DATA EXTRACT:
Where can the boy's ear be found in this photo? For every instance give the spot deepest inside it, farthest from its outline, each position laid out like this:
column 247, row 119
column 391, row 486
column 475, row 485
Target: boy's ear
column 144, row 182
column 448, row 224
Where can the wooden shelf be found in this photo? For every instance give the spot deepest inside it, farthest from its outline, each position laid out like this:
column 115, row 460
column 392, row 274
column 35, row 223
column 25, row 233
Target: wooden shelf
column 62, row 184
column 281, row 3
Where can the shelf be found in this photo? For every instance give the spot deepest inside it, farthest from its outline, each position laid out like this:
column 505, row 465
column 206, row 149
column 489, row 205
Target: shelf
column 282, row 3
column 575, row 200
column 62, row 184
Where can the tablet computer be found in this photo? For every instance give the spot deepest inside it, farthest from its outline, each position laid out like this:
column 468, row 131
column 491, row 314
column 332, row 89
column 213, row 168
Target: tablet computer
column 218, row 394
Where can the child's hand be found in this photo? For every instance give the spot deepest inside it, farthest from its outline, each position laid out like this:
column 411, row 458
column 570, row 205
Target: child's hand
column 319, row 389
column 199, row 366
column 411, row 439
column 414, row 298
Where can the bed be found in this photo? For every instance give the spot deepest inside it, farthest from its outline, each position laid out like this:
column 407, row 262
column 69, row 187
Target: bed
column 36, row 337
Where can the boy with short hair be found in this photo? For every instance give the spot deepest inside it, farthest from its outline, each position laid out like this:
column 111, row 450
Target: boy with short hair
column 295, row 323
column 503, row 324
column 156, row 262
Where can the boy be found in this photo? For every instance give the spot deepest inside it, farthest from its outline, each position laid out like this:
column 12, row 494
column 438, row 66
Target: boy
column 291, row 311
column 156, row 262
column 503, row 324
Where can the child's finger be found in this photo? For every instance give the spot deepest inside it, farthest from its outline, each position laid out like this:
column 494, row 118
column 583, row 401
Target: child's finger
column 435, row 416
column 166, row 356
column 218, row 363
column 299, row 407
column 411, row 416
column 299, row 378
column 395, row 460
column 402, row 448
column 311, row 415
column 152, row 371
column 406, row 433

WHAT THE EXERCISE ASKS:
Write the material out again in its entirety, exactly as shown.

RESULT OF THE TASK:
Where can the boy's ear be found in this photo? For every instance give the spot deepest inside it, farthest from its outline, each position laid out like this:
column 247, row 119
column 391, row 486
column 475, row 485
Target: boy's ear
column 144, row 182
column 448, row 224
Where can the wooden shelf be found in this photo? For every instance give the spot deepest inside it, farthest from its outline, each position laid out like this:
column 115, row 460
column 392, row 274
column 35, row 223
column 25, row 233
Target: wooden shelf
column 62, row 184
column 281, row 3
Where can the shelf be found in this photo? For every instance give the spot deepest inside it, farthest from its outline, each position laid out like this:
column 505, row 465
column 206, row 149
column 489, row 205
Target: shelf
column 282, row 3
column 575, row 200
column 62, row 184
Where can the tablet computer be found in this photo? For every instance give the spot deepest inside it, farthest from its outline, each position laid out like this:
column 468, row 131
column 491, row 314
column 332, row 89
column 213, row 168
Target: tablet computer
column 218, row 394
Where can the child's hand be found in this photo? For every instance give the spot deepest inside it, farthest from its outline, each position laid out like this:
column 411, row 458
column 570, row 205
Target: child's hand
column 319, row 389
column 199, row 366
column 411, row 439
column 414, row 298
Where can the bed be found in this photo? For every instance give the spot deepest inside it, farthest from its outline, each position laid out like this:
column 407, row 262
column 69, row 187
Target: bed
column 36, row 337
Where can the boy with short hair be found in this photo? For every instance give the spot deepest inside it, farthest from its outline, each position laid out like this:
column 111, row 450
Target: boy with short hair
column 295, row 323
column 503, row 324
column 156, row 262
Where can the boy be found in this photo? For every instance give the spot deepest inside it, farthest from its outline, each position laid out like this:
column 12, row 494
column 438, row 66
Target: boy
column 291, row 311
column 156, row 262
column 503, row 324
Where can the child's finger be found in this photo? For every instance give the spot deepest inside it, farthest from its outline, each position laid out like this:
column 494, row 118
column 583, row 401
Target: child's finger
column 435, row 416
column 166, row 356
column 218, row 363
column 299, row 407
column 411, row 416
column 299, row 378
column 395, row 460
column 402, row 448
column 311, row 415
column 152, row 371
column 406, row 433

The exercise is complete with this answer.